WHAT TO PRODUCE: Begin with the line containing "Place one point on every instance of the car wheel" and copy every line after it to the end of the entries, exactly, leaving out the lines before it.

Natural-language object grounding data:
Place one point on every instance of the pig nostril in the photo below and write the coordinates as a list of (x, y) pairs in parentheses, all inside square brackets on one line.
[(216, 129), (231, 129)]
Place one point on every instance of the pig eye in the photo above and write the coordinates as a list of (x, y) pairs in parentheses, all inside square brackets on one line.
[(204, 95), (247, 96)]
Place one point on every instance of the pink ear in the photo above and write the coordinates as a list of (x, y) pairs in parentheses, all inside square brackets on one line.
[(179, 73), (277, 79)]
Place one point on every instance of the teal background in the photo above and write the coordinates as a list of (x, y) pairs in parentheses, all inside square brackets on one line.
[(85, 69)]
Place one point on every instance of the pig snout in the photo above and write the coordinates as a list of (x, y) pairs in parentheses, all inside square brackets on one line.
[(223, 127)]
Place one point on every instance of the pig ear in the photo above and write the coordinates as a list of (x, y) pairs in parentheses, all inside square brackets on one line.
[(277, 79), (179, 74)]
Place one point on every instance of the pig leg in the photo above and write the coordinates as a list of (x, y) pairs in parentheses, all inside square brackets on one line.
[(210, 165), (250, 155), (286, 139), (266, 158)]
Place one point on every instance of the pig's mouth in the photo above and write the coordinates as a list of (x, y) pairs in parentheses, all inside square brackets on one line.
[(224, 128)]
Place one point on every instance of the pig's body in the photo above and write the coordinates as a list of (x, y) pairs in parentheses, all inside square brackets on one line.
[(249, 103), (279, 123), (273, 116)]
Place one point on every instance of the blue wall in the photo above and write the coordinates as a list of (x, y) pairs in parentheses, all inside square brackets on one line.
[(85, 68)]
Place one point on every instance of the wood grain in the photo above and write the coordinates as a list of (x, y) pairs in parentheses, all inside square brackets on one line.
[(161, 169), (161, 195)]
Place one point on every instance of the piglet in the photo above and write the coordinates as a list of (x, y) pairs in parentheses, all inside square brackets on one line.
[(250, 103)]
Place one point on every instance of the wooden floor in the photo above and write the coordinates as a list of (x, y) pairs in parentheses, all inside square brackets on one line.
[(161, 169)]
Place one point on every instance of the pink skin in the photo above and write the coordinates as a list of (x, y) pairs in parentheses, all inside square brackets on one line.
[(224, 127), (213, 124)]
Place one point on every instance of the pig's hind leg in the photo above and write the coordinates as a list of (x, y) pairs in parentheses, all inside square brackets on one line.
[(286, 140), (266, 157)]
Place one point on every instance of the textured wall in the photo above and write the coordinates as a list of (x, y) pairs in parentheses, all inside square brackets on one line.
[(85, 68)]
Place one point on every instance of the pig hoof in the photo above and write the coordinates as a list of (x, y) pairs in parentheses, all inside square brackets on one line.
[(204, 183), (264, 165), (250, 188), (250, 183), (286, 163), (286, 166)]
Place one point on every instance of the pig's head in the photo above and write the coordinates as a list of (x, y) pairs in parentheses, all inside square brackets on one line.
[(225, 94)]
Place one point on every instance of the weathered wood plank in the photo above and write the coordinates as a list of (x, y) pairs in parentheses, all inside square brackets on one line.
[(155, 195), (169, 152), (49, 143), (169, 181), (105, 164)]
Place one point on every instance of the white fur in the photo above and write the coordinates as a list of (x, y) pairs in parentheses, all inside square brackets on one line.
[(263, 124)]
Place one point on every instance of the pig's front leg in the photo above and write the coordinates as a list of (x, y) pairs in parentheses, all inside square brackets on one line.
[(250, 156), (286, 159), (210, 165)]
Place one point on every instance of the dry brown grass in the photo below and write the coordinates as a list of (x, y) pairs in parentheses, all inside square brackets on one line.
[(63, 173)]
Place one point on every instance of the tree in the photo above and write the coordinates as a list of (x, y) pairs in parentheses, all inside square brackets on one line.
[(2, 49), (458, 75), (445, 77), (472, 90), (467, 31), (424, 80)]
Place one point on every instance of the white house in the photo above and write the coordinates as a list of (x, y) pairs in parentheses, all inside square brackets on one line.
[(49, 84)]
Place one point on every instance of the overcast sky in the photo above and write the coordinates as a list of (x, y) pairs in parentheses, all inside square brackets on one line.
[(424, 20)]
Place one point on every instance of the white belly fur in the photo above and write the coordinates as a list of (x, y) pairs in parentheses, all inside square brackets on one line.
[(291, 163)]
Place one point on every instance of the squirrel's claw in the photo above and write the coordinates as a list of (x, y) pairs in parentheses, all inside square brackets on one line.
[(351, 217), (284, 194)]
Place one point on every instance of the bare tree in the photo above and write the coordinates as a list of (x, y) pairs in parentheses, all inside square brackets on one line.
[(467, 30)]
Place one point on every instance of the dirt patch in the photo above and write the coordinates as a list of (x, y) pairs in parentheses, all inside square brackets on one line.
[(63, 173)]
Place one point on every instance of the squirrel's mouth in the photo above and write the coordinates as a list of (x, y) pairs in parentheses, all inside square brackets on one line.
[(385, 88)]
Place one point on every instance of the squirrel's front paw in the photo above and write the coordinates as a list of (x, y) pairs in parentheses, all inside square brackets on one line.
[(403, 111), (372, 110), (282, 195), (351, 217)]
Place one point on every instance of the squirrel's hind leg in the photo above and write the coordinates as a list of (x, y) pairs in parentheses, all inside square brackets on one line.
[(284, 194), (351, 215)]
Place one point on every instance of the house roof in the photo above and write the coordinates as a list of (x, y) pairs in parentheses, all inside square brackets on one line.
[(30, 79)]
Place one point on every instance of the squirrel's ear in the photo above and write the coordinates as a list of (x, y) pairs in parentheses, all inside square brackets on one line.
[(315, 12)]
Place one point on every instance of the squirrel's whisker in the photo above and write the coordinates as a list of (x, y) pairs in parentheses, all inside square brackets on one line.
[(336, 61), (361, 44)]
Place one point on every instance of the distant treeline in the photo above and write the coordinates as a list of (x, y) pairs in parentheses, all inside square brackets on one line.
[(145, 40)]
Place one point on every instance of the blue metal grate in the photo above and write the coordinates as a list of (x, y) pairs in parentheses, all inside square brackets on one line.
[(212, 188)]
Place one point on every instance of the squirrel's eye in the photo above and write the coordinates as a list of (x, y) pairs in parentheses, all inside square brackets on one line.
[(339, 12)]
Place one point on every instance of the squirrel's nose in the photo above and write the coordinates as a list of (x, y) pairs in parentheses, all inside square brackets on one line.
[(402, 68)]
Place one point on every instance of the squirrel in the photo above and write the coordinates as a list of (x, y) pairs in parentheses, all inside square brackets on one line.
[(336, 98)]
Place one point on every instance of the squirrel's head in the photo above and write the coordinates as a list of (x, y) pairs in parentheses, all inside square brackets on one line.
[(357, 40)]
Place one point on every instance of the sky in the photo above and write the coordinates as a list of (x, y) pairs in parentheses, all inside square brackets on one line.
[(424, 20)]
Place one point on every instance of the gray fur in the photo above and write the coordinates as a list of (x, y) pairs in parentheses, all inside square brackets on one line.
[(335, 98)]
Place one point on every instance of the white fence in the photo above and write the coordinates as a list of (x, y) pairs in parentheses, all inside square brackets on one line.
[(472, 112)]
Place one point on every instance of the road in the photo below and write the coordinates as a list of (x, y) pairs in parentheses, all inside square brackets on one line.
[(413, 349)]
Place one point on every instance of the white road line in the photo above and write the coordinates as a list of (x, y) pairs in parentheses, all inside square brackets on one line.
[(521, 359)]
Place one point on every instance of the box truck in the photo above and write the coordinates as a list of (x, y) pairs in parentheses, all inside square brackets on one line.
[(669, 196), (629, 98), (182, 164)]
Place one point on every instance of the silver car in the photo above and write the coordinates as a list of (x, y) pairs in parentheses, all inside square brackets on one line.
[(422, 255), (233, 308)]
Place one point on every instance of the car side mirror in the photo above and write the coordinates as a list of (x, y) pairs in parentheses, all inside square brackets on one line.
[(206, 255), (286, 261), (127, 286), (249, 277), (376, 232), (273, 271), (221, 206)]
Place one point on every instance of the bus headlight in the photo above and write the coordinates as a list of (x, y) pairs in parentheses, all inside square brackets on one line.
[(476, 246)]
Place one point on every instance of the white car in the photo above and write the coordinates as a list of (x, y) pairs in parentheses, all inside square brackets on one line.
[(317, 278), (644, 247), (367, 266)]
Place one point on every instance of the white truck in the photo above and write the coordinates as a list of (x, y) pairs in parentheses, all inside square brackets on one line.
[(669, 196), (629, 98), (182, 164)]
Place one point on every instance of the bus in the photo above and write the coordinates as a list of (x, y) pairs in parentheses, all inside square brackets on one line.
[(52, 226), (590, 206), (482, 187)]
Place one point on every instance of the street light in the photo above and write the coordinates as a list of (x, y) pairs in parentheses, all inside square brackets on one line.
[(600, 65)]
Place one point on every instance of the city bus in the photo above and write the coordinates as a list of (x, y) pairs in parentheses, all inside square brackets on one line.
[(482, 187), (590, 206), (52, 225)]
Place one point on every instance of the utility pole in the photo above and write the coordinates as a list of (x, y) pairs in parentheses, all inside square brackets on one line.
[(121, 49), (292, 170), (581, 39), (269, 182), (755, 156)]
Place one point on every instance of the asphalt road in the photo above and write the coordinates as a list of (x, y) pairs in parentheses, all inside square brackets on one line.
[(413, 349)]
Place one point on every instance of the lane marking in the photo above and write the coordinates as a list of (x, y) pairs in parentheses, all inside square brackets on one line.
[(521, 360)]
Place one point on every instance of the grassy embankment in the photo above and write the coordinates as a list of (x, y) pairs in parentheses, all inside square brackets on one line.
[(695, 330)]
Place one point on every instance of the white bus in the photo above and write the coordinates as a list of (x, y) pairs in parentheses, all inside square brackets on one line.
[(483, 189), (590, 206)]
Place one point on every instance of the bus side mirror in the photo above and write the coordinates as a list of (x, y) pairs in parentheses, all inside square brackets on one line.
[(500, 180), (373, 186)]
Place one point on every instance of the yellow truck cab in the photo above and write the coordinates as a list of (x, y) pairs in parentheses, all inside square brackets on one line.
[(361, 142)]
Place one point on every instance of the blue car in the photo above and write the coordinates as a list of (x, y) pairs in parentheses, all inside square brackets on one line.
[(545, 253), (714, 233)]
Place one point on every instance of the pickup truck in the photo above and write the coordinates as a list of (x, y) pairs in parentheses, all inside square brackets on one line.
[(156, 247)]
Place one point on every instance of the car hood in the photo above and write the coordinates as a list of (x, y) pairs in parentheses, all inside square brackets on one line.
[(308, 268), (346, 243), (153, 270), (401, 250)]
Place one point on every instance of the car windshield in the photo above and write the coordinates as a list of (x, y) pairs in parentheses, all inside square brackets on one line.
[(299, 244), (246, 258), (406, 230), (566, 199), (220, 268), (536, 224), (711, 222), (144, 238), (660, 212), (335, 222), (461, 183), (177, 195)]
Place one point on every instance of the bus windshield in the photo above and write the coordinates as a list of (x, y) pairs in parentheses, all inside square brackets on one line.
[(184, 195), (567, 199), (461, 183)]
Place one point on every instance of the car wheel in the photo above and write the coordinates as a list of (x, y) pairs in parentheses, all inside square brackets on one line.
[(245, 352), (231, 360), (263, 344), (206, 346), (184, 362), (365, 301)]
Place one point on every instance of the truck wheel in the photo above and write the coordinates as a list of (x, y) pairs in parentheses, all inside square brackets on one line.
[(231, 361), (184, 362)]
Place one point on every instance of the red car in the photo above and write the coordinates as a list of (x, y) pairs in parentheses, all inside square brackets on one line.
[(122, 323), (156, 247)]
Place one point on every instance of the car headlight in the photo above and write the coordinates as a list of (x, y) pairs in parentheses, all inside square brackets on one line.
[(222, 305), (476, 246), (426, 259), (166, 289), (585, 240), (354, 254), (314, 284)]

EXERCISE RESPONSE:
Place one point on every instance of the car wheel in the photo above and write the coordinates as a list of (x, y) pairs in parentheses, all inside square brackets on one line.
[(245, 352), (231, 360), (263, 344), (206, 346), (184, 362), (365, 301)]
Place one point on every instance of the truck wheel in the photo above and write the coordinates as a list of (x, y) pairs in parentheses, all inside square brackets on one line.
[(231, 361), (184, 362)]
Place one point on every instance of the red car in the photo above and write the coordinates as a list of (x, y) pairs in parentheses, all inside square brackets on one line.
[(122, 323), (156, 247)]
Place one point on every instance of the car headlight in the photo above and write the coordinates as a list of (x, y) pairs in parentheses, all inside square brackets on one line.
[(222, 305), (476, 246), (426, 259), (166, 289), (585, 240), (354, 254), (314, 284)]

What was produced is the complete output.